_What is expected_
Display each line of the listing below that contains the string "dark", copying every such line in full. Matches must have the same case.

_Information supplied_
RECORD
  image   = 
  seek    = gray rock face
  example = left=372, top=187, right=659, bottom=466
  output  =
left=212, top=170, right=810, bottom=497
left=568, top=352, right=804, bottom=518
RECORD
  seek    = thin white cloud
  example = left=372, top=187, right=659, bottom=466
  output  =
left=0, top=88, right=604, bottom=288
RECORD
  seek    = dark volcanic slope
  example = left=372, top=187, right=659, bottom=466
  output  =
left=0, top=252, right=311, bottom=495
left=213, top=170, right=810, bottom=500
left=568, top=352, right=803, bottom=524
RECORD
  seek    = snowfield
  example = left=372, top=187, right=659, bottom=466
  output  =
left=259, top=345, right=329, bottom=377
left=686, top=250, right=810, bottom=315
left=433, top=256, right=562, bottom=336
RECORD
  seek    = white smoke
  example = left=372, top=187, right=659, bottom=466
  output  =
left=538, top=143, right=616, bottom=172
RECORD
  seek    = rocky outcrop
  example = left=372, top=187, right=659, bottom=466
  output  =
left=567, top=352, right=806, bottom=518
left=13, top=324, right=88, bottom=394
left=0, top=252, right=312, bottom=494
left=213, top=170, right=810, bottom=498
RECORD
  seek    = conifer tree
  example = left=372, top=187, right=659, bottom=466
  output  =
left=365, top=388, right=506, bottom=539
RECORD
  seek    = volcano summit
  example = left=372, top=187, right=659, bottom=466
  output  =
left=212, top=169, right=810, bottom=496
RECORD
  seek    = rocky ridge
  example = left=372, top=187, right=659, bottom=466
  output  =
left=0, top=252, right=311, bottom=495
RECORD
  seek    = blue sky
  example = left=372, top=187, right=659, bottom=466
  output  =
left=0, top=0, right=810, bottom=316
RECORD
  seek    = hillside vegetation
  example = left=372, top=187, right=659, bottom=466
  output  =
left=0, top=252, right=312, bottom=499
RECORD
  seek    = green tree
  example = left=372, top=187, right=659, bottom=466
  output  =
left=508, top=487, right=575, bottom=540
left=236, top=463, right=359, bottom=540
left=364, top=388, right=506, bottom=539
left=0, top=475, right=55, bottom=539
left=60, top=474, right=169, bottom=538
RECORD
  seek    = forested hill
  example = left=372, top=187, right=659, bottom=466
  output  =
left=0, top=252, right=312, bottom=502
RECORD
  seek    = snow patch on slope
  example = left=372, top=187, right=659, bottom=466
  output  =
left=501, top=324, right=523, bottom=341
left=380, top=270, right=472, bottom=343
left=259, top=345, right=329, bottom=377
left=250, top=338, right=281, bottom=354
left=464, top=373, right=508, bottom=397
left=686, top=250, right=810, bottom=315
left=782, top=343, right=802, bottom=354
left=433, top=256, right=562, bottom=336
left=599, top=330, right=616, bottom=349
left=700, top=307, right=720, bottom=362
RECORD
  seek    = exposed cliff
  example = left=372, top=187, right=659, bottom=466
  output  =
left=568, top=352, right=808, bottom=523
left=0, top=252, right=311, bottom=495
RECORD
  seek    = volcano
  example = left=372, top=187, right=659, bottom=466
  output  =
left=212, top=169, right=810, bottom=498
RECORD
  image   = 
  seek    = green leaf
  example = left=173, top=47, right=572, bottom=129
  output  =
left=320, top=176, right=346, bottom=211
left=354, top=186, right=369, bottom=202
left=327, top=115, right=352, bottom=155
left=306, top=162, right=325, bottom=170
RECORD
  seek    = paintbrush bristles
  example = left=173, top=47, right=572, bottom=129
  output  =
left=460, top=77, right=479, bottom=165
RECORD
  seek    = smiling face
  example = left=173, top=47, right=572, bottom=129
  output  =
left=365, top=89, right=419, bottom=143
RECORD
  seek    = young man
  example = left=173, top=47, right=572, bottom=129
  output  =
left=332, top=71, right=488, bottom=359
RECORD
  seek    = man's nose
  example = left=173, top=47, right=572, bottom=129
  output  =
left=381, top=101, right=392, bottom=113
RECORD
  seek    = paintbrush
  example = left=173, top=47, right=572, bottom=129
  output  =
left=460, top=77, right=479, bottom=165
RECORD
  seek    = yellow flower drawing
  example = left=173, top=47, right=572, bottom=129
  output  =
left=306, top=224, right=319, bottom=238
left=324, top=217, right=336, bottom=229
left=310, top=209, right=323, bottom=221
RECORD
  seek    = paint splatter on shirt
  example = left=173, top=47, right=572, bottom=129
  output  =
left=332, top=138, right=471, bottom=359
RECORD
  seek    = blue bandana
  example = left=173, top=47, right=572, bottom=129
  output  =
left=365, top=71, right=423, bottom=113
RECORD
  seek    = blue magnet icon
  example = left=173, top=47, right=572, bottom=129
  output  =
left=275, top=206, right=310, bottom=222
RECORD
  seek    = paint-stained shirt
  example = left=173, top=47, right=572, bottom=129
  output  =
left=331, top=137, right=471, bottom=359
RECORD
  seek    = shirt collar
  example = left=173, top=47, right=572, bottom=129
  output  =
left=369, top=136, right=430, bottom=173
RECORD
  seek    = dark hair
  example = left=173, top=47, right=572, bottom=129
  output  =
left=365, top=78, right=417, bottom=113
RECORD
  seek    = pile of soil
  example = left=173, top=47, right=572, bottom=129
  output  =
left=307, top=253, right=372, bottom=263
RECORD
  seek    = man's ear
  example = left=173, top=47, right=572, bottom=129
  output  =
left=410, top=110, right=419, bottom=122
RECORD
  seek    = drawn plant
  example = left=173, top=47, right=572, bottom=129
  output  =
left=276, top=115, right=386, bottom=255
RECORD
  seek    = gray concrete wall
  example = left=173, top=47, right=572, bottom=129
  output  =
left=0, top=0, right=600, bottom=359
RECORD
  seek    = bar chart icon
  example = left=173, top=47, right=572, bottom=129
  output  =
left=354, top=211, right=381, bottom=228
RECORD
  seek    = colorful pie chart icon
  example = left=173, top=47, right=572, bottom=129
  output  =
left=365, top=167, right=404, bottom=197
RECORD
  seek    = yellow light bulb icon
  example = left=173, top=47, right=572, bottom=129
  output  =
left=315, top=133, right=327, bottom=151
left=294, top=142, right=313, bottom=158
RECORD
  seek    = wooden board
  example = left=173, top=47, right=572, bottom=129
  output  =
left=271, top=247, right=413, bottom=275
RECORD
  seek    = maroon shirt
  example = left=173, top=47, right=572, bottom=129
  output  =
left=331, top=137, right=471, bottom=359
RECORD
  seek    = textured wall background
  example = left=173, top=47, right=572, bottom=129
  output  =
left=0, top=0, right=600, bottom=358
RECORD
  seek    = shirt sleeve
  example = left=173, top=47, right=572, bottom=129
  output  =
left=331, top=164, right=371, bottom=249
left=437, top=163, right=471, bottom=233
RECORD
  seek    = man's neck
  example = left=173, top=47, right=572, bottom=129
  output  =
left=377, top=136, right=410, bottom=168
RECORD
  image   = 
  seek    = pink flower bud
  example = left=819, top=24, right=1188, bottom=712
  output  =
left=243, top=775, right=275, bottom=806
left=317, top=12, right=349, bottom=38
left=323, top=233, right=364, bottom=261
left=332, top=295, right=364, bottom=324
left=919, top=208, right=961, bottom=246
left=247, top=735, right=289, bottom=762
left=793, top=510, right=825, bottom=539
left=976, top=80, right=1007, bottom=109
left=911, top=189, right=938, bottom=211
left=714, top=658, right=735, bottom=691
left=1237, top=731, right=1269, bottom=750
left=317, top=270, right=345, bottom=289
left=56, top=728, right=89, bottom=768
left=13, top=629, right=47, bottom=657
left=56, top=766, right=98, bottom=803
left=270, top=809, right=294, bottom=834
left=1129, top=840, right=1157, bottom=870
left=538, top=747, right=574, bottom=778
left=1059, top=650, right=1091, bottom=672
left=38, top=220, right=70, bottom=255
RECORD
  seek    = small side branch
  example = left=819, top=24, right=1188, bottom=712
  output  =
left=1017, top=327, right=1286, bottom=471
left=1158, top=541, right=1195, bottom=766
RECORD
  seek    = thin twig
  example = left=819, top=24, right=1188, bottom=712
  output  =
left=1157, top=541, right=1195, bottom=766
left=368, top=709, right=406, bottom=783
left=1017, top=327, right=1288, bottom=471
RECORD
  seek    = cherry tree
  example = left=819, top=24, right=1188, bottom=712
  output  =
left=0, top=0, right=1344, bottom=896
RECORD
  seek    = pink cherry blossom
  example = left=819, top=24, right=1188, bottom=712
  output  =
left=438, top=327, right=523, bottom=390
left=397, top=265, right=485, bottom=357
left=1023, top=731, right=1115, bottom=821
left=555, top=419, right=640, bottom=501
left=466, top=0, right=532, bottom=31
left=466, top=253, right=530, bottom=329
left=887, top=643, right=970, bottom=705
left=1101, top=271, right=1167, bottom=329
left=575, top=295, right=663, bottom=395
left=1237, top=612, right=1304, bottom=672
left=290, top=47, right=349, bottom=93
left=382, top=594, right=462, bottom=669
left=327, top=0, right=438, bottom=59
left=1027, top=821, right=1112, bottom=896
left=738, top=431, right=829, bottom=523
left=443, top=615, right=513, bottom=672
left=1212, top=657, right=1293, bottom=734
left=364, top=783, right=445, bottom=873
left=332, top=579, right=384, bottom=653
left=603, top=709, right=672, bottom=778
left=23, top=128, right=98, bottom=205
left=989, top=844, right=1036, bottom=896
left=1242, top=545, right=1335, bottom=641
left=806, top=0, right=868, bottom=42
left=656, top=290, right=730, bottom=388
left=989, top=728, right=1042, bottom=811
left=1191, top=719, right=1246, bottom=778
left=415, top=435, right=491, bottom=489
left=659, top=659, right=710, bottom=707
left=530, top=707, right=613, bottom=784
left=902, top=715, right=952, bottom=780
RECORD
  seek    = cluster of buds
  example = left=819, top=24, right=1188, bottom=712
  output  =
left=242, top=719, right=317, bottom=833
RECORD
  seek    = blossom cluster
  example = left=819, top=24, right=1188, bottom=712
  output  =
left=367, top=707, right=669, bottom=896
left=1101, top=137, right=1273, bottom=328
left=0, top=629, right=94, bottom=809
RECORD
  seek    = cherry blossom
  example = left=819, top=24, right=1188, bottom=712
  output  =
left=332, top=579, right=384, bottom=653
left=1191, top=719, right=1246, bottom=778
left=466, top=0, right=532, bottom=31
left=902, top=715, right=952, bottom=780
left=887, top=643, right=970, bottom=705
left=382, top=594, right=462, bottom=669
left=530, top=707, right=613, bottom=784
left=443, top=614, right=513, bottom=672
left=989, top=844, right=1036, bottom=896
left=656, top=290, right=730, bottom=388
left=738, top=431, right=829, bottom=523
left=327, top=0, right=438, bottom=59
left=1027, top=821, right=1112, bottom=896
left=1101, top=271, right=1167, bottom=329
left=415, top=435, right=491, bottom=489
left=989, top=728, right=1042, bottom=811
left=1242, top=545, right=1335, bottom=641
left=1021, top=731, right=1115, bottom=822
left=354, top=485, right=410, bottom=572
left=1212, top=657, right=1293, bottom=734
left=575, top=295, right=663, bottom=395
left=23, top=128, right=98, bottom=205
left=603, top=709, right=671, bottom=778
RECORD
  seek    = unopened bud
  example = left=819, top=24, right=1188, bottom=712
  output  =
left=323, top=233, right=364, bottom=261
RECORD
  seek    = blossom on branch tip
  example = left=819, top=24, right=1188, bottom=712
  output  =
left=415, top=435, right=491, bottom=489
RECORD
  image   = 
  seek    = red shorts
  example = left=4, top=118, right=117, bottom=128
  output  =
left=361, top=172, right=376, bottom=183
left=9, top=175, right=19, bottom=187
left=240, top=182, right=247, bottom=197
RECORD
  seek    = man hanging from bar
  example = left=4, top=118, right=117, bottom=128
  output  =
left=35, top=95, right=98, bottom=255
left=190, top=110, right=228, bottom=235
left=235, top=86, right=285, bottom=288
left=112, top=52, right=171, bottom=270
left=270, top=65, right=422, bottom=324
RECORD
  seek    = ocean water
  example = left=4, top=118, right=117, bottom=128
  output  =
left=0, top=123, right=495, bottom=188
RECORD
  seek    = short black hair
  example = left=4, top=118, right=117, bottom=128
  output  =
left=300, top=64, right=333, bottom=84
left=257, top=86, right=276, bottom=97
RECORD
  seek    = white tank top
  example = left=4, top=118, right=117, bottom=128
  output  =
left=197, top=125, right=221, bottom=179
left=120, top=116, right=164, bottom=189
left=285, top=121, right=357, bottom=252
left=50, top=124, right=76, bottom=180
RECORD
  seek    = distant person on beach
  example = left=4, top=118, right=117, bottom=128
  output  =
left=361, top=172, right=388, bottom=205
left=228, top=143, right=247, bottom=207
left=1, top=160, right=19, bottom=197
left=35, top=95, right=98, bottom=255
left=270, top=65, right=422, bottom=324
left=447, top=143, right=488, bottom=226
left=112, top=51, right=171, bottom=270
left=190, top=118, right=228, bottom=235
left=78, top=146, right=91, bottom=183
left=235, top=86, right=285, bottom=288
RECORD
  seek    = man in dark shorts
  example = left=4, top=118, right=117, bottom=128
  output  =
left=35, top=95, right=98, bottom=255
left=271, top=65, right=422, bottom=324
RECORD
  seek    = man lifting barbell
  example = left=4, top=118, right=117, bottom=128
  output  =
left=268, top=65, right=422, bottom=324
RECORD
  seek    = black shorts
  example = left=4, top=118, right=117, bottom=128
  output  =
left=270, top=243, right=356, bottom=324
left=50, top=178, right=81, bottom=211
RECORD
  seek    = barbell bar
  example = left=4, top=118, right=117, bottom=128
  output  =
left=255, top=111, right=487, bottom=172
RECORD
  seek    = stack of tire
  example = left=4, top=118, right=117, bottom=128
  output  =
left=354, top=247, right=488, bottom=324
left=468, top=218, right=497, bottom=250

_Expected answer_
  seek    = dark volcanic slope
  seek    = dark hair
  seek    = man in dark shorts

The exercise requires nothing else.